SET TASK:
Carry on the passage below about measuring sustainable Agile work, writing onward from its final sentence.

# START OF SELECTED TEXT

The rest of the paper is organized as follows: In Sect. 2, we discuss and briefly present the background and related concepts. We describe the research approach in Sect. 3 and the results in Sect. 4. We provide further discussion about the results and their implications in Sect. 5. Finally, we describe the limitations of our study in Sect. 6 and offer conclusions in Sect. 7.

2 Background

2.1 Measuring Stable and Sustainable Agile Work

To date, much of the Agile software development literature has focussed on how Agile systems, such as Scrum and Kanban, can ameliorate unsustainable ways of working. For example, Beecham et al. found that Agile should be able to improve the number of hours worked to sustainable levels at a finance company [6] and Rusconi found that Agile complemented sustainable ways of working at ING [7]. However, the literature does not indicate a consensus opinion. Hoda et al. note that non-stop iterations can serve to apply pressure on developers [8] and van Oorschot et al. [9] used a computational model to demonstrate that shorter iterations have on quality and rework.

# END OF SELECTED TEXT
# START OF DATA EXCERPTS

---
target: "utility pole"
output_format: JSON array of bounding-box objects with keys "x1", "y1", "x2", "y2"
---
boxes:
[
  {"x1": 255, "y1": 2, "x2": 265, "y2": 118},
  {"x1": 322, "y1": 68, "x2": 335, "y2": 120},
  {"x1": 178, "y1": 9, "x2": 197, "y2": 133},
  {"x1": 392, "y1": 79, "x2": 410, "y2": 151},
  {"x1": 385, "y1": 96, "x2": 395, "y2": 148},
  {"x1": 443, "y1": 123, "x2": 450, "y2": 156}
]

# END OF DATA EXCERPTS

TASK OUTPUT:
Healy et al. previously introduced the Stability Metric, ψ, as a dimensionless measure of an Agile team’s ability to get their work done [5]. Using a large dataset of actual projects, they demonstrated that assumptions of system stability from a queueing perspective were invalid in 74% of projects analysed. Unstable systems also tended to have backlogs 10 times larger than stable ones. They also showed that the systems analysed tended to cluster towards marginal stability, where ψ = 1 with the single largest cluster of projects in the range of 0.9 to 1.1. However, they did not identify if unstable systems with their large, growing backlogs of PBIs, influenced work practices on Agile teams. We repeated their technique with a focus on how stability relates to a tendency toward excess work in one company, intive.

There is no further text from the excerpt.